What is needed: In the listing below, rewrite as a numbered list, omitting blank lines, only the lines from the one containing "Would you please place a dot on the building roof" up to and including the one containing "point(585, 303)".

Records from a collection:
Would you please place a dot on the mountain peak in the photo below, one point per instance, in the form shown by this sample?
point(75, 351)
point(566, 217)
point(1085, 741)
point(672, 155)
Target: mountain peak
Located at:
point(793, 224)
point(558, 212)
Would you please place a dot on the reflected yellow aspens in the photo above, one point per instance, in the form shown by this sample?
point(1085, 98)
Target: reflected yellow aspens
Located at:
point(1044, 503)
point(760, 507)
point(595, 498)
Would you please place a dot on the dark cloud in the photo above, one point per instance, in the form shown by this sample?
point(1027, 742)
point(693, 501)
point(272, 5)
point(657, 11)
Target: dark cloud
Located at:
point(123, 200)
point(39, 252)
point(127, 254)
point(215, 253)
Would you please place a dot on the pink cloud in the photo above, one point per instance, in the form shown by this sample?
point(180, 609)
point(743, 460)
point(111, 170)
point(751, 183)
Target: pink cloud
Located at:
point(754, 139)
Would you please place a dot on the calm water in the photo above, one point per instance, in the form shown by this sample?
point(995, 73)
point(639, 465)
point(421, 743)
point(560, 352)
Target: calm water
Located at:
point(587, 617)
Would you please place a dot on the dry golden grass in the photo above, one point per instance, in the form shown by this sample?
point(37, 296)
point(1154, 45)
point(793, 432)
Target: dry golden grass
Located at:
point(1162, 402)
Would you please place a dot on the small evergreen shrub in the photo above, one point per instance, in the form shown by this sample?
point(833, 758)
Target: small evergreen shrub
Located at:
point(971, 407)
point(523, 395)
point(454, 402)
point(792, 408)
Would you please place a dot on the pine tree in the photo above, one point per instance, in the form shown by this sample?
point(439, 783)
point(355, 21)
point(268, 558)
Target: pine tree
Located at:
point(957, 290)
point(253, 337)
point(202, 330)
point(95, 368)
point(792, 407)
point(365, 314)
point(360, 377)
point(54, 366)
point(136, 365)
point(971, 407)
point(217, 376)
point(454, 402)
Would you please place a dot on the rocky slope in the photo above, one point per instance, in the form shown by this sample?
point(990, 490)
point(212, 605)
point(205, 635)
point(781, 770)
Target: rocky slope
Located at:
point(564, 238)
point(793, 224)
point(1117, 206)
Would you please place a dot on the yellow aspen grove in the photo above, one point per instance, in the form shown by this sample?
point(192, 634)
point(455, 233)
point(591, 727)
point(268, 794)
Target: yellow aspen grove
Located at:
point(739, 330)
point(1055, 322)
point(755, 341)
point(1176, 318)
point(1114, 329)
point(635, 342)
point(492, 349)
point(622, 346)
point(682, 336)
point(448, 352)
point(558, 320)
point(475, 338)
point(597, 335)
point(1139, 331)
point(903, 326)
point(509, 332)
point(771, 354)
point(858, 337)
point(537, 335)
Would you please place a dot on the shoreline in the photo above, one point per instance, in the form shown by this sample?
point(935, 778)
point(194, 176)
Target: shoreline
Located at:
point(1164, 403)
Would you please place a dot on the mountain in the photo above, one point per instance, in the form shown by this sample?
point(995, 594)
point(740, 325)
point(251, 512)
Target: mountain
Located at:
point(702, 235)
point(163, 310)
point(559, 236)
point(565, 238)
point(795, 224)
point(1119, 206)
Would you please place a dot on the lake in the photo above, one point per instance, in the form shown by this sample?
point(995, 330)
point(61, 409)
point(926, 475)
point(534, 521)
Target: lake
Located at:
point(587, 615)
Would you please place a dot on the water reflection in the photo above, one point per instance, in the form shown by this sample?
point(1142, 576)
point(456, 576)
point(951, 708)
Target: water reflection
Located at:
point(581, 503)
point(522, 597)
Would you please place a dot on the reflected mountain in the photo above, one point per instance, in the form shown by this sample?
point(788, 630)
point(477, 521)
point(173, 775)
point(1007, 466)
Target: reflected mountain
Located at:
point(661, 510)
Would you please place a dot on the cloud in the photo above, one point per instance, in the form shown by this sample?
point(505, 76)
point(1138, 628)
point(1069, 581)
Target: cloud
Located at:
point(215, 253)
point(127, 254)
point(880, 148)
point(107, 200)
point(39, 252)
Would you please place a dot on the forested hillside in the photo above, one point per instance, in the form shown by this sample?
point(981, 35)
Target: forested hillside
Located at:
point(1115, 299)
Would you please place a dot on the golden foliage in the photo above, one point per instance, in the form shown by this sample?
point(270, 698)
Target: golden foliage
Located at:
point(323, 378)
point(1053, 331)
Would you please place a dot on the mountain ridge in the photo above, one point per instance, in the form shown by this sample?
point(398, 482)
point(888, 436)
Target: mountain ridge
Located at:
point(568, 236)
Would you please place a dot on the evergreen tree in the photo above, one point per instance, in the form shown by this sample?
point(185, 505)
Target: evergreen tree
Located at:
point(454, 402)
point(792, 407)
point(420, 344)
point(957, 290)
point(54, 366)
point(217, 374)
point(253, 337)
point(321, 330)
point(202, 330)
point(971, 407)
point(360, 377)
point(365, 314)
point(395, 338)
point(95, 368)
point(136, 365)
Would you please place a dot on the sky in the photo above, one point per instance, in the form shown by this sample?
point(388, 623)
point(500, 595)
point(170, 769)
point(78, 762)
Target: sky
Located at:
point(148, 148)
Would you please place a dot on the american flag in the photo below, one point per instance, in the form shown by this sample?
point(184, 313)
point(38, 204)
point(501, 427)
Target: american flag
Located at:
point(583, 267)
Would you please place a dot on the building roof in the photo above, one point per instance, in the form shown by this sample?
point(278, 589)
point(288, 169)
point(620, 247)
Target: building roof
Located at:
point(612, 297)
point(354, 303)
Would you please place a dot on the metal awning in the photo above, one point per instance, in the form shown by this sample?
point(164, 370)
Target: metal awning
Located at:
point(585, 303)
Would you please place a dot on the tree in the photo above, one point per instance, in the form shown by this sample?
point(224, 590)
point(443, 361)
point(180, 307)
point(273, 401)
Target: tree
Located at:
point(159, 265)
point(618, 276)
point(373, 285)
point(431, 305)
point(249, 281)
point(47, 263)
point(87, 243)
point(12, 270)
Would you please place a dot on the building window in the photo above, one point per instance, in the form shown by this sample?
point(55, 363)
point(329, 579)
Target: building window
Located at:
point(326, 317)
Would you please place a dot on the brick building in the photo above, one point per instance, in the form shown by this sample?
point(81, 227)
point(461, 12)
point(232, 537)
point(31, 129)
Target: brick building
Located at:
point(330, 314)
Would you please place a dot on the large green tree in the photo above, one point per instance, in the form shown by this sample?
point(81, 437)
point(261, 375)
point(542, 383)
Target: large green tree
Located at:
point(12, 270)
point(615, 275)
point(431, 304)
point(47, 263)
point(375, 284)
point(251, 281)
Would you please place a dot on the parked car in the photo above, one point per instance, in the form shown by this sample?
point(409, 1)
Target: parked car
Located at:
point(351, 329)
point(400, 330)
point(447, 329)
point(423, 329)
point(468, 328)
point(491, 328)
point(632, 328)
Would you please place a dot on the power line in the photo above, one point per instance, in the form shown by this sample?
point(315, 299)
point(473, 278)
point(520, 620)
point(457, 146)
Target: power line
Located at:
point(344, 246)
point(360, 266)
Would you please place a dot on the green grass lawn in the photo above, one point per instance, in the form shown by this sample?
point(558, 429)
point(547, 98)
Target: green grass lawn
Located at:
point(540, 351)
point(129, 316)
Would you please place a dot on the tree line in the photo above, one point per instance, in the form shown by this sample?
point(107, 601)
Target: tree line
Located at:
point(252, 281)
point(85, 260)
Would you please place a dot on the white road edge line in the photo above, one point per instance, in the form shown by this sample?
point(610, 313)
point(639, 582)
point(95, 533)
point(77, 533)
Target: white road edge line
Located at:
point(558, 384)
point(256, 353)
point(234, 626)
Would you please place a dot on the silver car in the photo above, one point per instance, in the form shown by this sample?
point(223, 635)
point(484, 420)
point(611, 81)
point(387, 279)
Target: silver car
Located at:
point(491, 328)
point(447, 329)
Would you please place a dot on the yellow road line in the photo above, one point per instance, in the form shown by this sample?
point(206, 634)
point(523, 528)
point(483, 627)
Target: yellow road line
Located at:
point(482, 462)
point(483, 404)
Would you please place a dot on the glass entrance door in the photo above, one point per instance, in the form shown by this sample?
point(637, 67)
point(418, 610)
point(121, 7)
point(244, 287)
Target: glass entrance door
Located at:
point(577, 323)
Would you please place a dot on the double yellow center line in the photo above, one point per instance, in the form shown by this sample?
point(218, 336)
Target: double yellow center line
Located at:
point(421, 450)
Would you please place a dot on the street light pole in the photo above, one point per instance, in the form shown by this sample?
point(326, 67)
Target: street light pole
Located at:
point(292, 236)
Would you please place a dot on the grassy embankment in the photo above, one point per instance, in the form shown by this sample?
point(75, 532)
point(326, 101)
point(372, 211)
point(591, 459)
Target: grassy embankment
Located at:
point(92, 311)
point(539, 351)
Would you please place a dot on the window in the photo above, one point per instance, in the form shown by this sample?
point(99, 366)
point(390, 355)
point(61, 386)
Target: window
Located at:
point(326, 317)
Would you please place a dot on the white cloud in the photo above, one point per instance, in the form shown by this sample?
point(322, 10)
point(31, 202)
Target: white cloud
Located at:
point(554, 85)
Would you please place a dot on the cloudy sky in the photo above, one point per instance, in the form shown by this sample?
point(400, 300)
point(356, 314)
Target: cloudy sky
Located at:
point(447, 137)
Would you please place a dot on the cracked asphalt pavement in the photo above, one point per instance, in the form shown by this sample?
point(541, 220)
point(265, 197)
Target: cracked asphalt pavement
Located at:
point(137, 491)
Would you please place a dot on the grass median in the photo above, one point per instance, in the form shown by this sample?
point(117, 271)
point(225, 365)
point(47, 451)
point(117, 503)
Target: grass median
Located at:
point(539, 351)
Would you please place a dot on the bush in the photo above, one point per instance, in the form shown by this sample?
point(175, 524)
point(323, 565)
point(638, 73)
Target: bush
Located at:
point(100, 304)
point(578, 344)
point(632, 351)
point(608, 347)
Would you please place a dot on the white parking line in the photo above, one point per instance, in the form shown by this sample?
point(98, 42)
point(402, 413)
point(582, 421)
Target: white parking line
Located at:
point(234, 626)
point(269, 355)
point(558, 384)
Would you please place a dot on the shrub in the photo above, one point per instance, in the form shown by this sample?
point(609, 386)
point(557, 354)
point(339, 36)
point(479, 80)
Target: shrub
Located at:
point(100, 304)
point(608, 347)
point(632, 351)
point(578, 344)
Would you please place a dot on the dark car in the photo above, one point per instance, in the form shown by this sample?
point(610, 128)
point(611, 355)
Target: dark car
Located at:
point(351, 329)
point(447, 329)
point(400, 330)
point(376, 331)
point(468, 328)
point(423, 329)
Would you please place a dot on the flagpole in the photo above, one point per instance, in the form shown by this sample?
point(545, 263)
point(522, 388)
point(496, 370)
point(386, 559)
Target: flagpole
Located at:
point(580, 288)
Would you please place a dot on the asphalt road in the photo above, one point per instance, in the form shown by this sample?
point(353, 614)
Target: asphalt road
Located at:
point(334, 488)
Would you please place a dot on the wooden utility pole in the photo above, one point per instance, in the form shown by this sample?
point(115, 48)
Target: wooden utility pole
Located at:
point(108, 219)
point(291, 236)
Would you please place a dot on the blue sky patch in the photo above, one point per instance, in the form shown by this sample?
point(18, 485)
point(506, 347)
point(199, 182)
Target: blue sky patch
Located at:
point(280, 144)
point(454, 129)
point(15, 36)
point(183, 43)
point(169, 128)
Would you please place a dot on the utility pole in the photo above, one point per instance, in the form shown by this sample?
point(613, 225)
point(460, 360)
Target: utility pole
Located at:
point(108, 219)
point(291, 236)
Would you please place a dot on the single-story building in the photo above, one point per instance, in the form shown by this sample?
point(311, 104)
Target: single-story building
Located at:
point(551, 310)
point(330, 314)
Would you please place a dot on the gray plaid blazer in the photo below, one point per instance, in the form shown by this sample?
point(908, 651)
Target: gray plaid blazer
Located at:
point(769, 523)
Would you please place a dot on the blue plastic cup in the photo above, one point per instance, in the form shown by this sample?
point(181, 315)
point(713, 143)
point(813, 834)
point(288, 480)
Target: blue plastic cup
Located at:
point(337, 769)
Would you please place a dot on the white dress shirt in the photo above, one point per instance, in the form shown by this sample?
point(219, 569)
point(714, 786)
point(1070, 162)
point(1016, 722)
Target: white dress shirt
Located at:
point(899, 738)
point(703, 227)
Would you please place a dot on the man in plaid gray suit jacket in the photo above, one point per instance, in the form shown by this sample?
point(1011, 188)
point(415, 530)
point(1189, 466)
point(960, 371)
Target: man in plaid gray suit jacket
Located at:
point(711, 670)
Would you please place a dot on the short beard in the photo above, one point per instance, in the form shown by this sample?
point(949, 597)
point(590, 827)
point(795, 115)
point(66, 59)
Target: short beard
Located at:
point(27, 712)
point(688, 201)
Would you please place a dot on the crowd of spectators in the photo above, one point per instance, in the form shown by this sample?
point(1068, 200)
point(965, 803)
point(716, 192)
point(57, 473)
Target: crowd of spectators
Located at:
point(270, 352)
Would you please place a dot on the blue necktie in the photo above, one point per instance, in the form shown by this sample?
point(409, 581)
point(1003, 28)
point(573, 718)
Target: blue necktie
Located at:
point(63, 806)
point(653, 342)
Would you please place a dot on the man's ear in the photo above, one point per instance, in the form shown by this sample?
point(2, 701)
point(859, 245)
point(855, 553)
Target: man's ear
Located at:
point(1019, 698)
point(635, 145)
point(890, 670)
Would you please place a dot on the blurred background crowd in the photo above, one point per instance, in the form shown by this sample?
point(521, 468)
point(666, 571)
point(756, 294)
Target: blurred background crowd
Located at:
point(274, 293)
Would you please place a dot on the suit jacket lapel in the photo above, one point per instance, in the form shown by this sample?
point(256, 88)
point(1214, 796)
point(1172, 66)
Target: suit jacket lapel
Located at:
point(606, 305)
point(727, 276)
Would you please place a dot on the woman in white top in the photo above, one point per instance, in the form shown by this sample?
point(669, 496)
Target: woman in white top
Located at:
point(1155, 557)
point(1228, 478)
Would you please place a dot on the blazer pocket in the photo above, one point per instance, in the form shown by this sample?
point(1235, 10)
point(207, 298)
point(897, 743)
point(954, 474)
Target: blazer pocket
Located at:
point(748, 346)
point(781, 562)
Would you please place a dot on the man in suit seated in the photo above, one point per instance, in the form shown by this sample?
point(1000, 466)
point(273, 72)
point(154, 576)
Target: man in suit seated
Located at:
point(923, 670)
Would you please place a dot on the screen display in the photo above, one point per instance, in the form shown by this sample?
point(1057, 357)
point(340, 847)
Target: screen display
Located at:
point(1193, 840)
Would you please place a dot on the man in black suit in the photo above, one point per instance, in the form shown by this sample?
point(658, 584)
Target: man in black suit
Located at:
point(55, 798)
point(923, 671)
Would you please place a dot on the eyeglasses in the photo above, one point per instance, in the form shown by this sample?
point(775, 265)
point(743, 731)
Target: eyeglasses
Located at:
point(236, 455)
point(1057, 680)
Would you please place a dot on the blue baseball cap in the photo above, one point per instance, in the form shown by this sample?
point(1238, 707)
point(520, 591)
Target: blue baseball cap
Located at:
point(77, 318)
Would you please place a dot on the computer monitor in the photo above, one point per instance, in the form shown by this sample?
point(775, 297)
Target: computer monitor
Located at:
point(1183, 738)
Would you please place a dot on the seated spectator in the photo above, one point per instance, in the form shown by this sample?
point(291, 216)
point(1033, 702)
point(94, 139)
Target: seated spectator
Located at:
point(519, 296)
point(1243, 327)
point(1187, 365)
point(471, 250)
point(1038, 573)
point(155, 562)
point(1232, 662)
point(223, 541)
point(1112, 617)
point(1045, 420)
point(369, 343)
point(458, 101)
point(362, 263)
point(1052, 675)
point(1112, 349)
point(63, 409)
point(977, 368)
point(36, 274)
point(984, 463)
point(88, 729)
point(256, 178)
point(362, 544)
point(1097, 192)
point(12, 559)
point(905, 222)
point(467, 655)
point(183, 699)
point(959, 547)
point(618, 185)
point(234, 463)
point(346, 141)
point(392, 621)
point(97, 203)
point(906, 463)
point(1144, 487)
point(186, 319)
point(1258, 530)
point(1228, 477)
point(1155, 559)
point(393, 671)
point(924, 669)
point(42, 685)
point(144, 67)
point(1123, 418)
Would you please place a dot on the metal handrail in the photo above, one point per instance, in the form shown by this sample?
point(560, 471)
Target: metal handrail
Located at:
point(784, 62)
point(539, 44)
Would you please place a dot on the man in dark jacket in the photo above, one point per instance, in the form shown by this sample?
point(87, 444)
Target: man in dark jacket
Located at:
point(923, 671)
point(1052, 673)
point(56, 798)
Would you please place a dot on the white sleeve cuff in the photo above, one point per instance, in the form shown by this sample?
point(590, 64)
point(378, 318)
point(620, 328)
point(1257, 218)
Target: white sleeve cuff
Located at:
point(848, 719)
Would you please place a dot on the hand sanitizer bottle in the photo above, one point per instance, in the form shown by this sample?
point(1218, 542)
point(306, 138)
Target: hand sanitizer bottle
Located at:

Result:
1. Would you please place a dot on the building roof in the photo above, one point per instance, in the form shown by this sample?
2. point(278, 589)
3. point(288, 169)
4. point(620, 247)
5. Target: building roof
6. Located at:
7. point(612, 297)
8. point(354, 303)
9. Would you please place a dot on the metal awning in the photo above, one point per instance, in the form shown by this sample?
10. point(164, 370)
11. Target: metal awning
12. Located at:
13. point(585, 303)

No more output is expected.